RECORDS SHOWN
- - - - - - -

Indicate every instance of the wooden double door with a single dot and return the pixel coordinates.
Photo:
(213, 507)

- - - - - - -

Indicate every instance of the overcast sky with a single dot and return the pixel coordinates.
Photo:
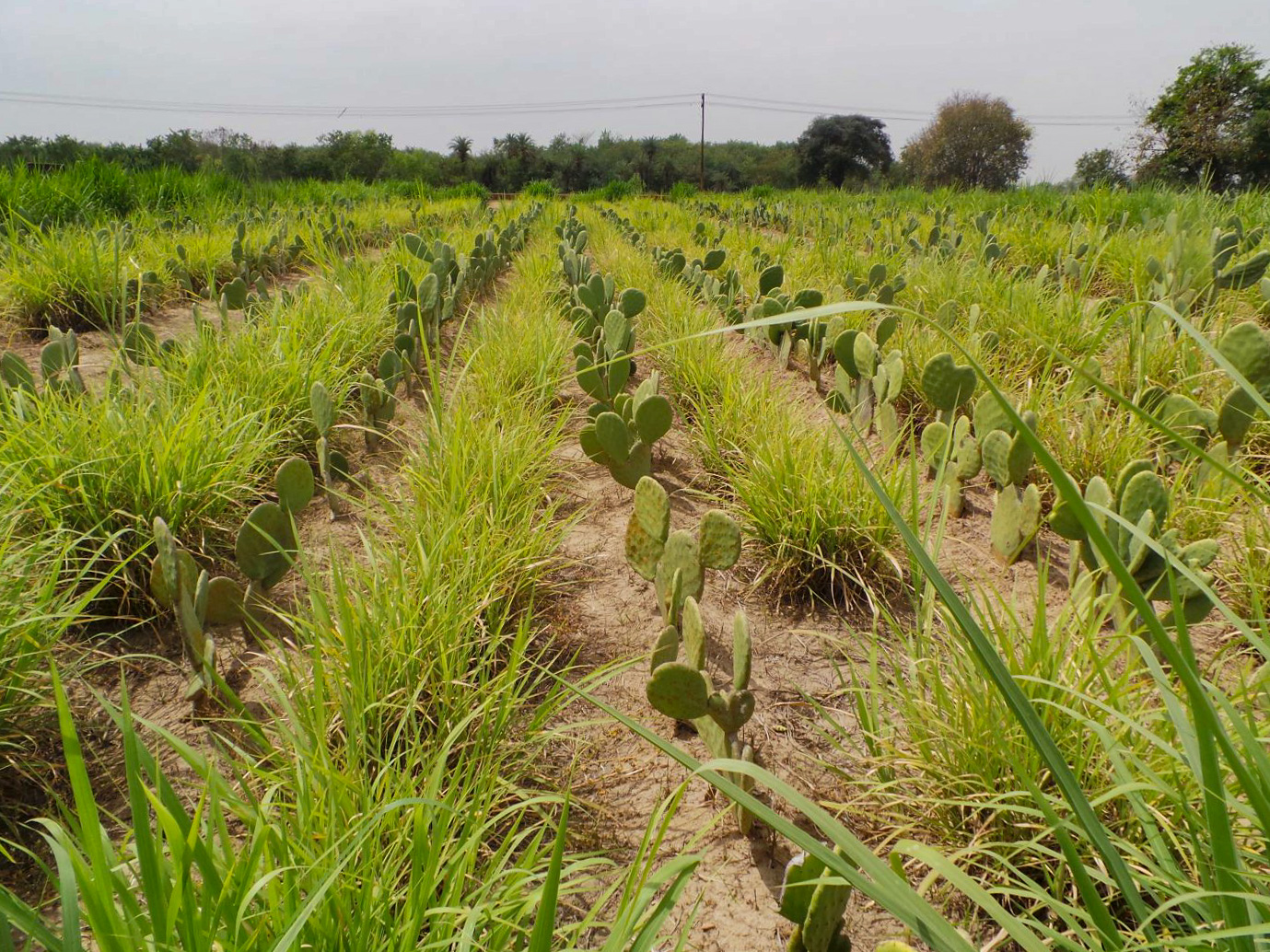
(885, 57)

- - - - - - -

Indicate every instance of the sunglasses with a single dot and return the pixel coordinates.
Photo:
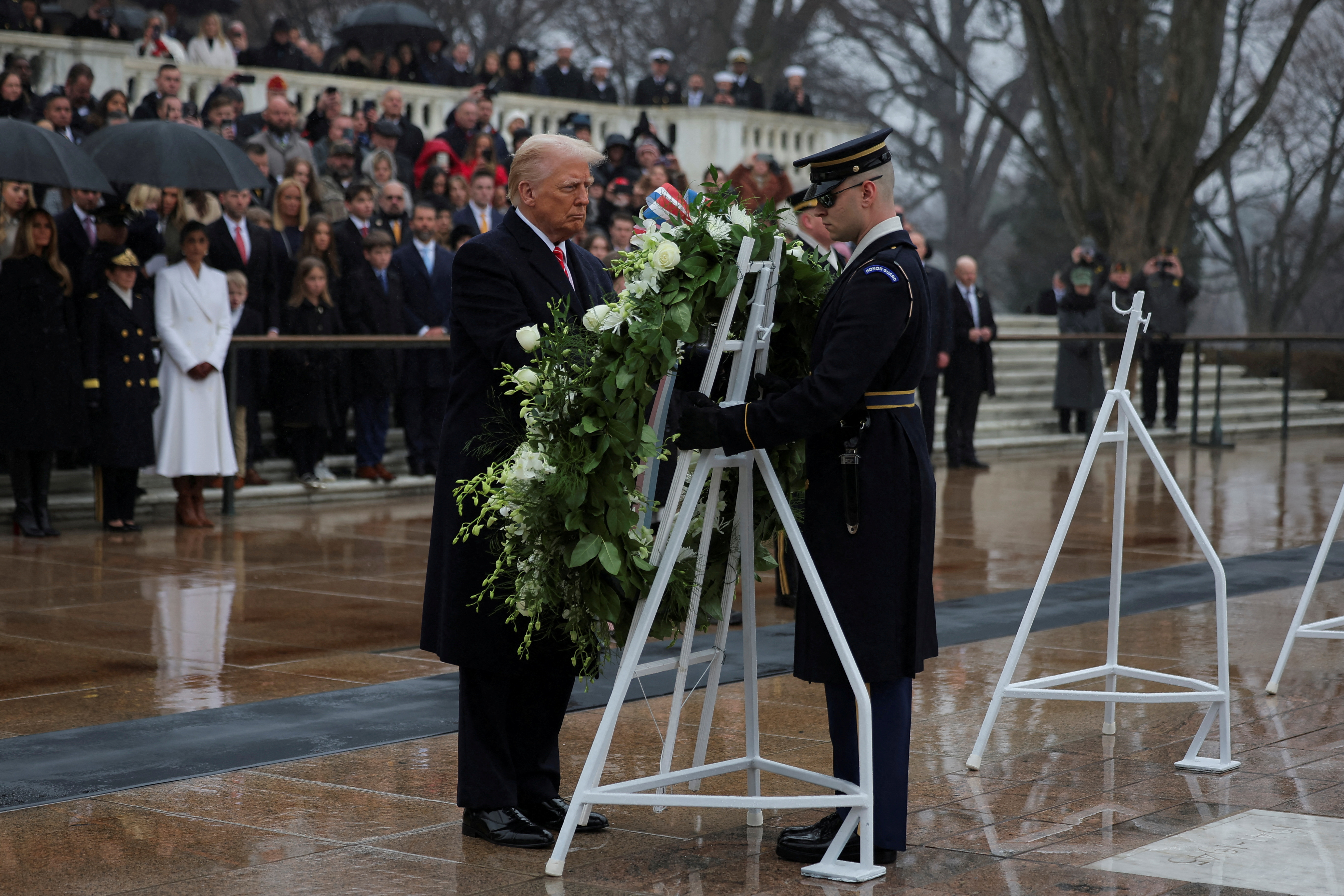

- - - - - - -

Return every line in the records above that contains the string "with", copied verbatim and in order.

Indicate every instance of the wooden double door with a single dot and return the pixel coordinates.
Indicate every instance of the overcast sky with a single dot and return the pixel coordinates.
Indicate every instance of the sunglasses with a single dot and return the pixel coordinates.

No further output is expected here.